▶ _What is expected_
Search the records for "rippled". Report every line where it occurs.

▶ _Input data_
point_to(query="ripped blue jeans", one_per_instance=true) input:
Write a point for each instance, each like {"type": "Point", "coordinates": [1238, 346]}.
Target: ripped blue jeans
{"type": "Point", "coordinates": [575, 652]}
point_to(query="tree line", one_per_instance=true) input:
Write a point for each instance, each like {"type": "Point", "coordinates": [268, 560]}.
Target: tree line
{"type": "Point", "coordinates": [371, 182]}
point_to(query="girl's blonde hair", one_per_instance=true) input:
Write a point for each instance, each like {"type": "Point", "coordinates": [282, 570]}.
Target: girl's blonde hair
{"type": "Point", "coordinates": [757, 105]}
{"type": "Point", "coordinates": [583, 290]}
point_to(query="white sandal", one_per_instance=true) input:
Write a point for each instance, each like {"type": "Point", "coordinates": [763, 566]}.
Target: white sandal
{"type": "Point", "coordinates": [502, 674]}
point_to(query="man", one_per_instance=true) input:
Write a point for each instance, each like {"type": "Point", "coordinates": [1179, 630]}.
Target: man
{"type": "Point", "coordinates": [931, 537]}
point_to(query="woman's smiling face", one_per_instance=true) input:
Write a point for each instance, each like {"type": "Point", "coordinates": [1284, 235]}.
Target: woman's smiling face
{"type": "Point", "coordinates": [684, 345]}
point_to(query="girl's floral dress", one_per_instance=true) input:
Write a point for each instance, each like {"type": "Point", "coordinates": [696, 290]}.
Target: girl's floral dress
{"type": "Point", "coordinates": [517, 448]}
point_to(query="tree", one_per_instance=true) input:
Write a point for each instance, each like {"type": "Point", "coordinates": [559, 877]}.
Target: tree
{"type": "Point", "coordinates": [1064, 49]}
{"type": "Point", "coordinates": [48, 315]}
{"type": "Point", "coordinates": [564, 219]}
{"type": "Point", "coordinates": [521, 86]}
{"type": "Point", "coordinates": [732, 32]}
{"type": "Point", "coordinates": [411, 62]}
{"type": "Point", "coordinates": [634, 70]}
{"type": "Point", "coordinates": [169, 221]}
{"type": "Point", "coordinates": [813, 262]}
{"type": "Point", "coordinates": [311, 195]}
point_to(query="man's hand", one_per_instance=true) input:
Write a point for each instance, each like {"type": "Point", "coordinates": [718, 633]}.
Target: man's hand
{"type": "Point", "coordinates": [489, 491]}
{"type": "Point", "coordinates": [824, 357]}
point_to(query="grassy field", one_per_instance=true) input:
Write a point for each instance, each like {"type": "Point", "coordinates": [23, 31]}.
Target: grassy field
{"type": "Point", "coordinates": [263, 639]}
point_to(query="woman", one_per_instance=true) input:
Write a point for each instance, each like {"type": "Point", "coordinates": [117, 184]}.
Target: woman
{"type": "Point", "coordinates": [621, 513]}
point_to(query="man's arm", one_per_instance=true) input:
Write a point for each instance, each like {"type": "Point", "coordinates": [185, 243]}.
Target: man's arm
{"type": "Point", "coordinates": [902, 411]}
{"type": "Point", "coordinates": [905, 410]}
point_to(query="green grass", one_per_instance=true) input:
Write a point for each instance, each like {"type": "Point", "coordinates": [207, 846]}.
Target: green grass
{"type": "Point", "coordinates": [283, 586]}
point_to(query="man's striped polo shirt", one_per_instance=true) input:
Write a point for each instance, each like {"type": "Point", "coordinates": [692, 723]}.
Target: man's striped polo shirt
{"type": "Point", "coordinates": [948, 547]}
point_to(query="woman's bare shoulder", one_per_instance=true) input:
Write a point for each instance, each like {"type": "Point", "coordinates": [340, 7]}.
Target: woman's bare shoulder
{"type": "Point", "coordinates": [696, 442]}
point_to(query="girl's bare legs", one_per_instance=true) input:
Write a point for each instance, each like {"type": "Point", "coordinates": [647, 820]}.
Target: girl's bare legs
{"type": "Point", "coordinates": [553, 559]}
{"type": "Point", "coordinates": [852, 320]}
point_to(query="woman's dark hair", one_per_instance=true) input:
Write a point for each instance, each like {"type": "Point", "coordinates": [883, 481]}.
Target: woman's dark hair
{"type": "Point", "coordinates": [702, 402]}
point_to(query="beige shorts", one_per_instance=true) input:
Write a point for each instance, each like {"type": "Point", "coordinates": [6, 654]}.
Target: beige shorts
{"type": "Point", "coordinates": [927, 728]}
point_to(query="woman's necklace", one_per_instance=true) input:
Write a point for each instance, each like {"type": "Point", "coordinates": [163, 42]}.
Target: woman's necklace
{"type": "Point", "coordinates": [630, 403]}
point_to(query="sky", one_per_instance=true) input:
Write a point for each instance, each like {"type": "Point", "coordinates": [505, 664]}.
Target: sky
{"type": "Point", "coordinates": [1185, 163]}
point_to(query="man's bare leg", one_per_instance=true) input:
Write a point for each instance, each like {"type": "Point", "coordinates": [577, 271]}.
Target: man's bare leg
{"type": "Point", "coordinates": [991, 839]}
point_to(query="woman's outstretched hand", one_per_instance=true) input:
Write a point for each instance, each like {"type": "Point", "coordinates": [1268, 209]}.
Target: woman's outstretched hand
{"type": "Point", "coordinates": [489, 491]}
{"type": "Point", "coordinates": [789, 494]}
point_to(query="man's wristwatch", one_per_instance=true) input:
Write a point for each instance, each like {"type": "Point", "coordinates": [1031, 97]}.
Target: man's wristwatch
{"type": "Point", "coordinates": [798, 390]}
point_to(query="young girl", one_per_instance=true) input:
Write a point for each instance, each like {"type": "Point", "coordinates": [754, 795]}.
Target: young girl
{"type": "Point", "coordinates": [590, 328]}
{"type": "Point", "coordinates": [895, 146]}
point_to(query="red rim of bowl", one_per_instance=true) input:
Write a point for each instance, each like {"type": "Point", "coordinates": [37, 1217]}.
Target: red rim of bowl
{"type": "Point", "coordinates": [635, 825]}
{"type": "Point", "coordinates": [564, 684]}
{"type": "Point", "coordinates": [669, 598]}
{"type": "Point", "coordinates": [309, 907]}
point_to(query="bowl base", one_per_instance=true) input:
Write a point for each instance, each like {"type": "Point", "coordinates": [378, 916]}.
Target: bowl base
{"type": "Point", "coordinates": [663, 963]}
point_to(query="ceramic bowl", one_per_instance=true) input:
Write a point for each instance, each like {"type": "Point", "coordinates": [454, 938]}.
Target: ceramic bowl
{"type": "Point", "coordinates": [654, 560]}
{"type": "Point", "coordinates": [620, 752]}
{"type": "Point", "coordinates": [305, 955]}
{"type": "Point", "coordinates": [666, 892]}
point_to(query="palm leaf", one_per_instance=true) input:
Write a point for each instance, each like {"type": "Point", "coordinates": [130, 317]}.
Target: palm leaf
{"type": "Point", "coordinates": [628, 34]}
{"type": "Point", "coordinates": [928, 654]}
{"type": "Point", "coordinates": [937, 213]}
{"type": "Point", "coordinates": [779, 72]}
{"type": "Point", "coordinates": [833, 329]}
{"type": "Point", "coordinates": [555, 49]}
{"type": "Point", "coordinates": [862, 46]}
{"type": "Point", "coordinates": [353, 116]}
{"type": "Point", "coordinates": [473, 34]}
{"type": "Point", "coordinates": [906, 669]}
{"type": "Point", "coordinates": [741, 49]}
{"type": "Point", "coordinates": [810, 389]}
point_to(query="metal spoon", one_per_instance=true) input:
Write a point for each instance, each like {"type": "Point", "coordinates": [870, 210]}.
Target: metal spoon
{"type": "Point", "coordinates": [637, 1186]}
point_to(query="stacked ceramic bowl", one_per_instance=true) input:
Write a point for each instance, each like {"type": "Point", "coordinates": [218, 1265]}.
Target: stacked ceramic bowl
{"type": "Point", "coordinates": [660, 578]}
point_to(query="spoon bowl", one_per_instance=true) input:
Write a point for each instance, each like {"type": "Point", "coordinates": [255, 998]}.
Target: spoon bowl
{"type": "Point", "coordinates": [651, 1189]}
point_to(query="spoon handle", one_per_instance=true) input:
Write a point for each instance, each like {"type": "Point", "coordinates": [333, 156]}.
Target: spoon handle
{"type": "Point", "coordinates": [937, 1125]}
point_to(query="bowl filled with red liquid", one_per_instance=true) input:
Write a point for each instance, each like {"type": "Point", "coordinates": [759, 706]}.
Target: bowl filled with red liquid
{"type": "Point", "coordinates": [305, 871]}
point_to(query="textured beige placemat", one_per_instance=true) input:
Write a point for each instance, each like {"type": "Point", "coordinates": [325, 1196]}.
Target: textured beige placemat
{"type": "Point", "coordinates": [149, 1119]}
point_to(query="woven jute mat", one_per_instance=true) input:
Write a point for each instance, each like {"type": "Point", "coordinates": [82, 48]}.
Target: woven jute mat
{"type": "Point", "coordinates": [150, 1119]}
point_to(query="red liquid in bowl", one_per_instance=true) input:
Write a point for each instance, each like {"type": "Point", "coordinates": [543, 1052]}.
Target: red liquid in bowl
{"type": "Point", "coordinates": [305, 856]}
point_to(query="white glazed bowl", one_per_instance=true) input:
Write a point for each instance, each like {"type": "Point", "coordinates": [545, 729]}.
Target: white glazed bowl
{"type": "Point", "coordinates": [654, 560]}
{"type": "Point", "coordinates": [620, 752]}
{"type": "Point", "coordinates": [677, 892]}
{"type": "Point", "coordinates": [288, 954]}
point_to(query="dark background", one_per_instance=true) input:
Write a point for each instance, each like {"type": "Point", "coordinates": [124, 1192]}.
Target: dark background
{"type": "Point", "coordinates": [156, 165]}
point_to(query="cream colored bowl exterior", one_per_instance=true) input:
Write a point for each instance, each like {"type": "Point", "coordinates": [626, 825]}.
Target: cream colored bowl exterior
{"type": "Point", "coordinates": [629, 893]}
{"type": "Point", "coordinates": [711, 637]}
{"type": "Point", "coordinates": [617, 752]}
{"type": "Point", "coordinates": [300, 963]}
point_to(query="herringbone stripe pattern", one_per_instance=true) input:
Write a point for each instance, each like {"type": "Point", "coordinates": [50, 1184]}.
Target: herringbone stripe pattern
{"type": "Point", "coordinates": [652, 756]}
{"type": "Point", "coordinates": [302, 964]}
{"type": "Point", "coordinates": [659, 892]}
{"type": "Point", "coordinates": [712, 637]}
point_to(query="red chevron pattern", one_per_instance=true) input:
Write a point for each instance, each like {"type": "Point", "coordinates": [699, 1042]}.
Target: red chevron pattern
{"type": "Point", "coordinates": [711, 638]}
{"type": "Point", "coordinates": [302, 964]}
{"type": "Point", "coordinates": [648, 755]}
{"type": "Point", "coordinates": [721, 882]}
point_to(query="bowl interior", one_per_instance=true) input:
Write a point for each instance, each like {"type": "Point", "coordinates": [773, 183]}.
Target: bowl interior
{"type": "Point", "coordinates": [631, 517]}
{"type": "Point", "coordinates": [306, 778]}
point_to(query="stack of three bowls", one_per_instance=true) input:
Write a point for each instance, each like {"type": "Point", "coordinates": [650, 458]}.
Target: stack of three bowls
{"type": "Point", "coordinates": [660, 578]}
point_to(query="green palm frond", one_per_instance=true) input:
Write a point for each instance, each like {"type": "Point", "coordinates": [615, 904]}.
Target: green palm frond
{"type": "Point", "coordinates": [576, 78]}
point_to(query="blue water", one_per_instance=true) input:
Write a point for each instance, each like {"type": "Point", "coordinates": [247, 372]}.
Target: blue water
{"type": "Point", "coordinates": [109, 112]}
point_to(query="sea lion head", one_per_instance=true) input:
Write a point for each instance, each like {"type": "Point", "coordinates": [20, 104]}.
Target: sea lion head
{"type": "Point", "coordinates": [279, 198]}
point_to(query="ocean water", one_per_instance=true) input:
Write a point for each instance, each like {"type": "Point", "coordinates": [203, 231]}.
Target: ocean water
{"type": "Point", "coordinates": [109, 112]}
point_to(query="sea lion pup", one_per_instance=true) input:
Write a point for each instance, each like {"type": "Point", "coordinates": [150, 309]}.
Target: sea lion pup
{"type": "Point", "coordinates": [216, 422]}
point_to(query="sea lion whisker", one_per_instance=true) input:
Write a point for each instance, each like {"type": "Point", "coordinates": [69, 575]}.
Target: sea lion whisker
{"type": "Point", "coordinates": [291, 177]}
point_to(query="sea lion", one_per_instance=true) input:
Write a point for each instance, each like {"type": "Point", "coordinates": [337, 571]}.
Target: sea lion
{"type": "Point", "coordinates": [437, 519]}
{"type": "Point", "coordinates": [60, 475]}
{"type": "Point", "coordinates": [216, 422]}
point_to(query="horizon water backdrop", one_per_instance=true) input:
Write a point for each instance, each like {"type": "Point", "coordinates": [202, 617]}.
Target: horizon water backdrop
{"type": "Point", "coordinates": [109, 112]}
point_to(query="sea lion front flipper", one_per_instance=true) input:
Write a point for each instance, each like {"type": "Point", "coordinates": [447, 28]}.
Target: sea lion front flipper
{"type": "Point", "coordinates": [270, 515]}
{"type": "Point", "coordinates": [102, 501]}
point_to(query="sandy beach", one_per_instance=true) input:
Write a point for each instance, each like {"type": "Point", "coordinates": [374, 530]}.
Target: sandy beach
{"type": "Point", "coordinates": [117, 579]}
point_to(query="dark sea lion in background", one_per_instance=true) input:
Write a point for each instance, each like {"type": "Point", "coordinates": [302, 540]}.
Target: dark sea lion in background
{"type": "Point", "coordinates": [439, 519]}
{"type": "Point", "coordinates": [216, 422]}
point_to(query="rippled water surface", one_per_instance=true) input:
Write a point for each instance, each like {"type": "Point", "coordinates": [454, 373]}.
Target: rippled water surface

▶ _Response box_
point_to(query="rippled water surface", one_per_instance=true) input:
Target: rippled water surface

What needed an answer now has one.